## EXERCISE INSTRUCTIONS
Rewrite the rows in the stretch from the line containing "Mark a dot on each instance of the black" through the line containing "Mark a dot on each instance of the scattered", putting "in this image" wherever "in this photo" appears and changing nothing else. Give only those lines.

## DATA PROVIDED
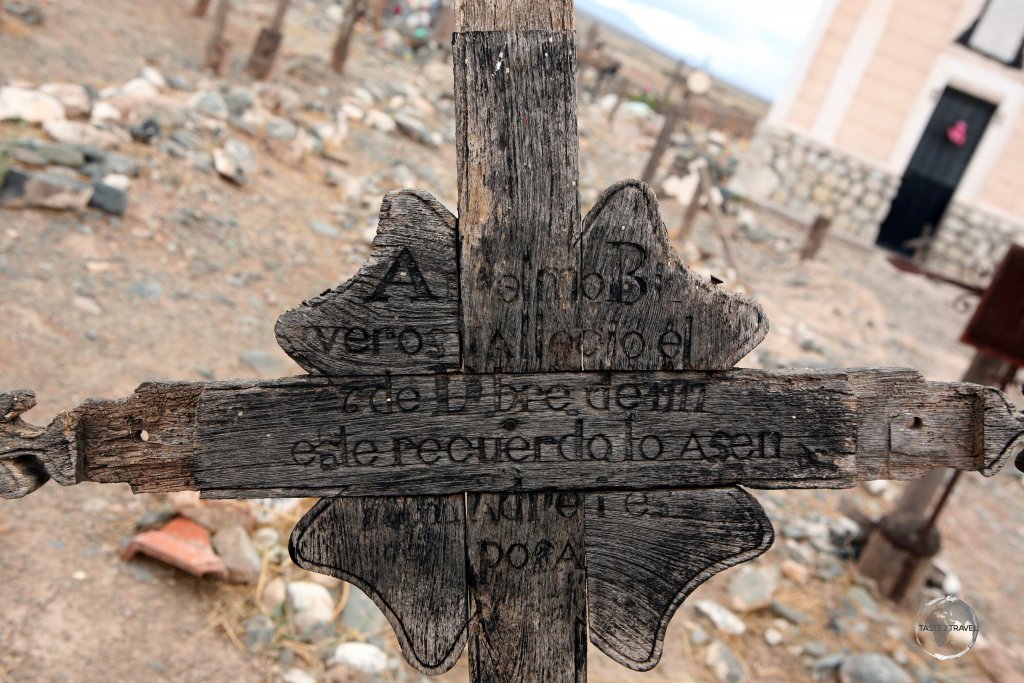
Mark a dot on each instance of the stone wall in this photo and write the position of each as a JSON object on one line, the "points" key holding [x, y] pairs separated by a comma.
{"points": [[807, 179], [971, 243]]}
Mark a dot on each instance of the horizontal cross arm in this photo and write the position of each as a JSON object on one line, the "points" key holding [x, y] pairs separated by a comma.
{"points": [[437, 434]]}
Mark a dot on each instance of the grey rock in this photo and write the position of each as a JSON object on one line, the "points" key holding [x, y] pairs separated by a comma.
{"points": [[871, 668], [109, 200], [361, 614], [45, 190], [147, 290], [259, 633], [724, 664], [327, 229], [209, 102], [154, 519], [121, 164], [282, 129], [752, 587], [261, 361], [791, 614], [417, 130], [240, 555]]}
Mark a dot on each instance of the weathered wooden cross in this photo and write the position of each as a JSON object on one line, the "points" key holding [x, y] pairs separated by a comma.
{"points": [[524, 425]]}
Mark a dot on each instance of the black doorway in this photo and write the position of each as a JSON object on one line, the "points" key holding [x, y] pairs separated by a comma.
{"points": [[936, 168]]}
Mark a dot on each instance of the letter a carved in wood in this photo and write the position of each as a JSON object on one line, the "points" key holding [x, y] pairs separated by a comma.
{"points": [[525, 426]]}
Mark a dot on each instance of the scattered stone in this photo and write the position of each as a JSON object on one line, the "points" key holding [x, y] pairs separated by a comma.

---

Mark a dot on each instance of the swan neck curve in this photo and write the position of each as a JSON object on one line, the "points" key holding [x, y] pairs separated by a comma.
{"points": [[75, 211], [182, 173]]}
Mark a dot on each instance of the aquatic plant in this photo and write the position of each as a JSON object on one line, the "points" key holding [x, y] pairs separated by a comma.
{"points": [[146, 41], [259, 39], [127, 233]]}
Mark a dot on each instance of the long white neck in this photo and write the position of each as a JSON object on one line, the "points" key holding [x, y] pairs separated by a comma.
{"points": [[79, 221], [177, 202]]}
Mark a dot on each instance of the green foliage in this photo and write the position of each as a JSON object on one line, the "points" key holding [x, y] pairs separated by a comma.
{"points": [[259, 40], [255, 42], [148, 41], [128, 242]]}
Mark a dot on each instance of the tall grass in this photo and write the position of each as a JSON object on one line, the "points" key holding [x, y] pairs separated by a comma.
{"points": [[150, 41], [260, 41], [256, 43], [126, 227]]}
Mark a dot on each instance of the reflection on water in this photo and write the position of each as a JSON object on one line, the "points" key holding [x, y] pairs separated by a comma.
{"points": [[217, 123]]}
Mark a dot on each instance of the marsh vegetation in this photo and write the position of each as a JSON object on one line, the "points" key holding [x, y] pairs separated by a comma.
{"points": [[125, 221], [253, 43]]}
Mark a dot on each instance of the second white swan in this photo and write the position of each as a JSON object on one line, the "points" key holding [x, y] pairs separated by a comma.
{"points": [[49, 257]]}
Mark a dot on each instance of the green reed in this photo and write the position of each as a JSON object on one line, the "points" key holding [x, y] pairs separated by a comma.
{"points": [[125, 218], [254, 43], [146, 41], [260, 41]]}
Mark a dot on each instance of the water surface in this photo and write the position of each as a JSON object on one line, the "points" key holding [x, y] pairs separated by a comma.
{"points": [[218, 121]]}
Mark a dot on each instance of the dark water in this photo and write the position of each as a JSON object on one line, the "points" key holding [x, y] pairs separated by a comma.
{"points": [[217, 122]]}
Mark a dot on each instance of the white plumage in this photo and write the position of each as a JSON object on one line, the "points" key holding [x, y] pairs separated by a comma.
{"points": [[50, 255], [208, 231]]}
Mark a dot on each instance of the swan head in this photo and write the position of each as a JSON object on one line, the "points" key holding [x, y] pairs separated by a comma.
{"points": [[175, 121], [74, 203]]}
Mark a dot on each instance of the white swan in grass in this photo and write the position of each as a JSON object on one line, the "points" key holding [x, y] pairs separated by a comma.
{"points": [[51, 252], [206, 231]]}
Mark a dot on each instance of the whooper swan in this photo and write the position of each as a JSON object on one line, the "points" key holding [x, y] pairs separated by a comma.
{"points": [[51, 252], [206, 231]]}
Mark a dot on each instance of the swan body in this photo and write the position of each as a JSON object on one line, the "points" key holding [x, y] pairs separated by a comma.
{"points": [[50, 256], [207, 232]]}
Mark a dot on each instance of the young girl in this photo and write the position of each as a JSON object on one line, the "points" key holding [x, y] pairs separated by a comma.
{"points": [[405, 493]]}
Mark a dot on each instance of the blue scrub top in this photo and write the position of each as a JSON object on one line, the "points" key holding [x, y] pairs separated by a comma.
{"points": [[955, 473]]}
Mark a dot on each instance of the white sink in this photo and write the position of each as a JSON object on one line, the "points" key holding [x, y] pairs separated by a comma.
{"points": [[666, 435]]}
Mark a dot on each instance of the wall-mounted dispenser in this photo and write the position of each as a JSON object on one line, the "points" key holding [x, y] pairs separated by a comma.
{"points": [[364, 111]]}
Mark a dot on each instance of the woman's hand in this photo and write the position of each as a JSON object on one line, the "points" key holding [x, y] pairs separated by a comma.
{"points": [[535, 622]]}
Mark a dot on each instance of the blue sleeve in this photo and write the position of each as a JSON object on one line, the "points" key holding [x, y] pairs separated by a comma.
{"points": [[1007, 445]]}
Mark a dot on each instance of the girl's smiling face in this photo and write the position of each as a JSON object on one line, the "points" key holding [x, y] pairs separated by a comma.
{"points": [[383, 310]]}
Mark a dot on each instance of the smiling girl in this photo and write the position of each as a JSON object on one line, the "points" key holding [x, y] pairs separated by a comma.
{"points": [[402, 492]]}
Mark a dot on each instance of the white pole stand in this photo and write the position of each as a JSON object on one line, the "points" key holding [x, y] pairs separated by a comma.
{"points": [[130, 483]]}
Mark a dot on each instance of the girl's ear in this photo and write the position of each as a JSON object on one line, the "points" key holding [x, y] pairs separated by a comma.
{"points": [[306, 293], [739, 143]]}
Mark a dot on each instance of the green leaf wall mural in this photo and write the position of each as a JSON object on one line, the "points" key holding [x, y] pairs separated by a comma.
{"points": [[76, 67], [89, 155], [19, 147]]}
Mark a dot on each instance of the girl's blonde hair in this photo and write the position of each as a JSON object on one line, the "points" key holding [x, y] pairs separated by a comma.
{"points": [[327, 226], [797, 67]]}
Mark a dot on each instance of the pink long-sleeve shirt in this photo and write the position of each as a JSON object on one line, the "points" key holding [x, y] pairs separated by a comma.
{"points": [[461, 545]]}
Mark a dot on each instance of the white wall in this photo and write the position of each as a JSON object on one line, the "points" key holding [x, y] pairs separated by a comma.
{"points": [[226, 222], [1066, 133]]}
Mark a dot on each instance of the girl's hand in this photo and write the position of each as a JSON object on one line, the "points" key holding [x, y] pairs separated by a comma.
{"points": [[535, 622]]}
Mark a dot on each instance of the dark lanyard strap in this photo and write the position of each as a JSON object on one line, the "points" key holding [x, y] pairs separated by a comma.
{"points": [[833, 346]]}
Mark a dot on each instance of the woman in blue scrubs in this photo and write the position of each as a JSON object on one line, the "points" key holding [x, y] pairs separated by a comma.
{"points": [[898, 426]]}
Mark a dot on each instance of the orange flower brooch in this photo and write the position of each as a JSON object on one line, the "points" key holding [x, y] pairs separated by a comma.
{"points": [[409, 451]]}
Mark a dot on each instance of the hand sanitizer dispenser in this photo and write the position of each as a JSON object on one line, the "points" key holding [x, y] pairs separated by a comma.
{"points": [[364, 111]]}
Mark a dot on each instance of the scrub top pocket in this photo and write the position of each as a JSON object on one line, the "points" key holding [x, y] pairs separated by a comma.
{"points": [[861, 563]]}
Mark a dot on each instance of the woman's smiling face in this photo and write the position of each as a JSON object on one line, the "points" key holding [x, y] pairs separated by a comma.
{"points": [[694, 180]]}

## COMPLETED EXERCISE
Mark a dot on each instance of the black doorway in this image and write the position of each as a JSON object on one line, the "points" key holding [x, y] pairs separated by a comma.
{"points": [[936, 168]]}
Mark a dot on each instance of the letter a carved in wood in this image and write the position of each as a JSON object on one line, the "points" key holding [x, y] pairs separated by a comma.
{"points": [[525, 426]]}
Mark a dot on each instance of the scattered stone in this image and write the position of each as a JSON object on one line, the "points" key holding [x, y] pairs separated by a comma.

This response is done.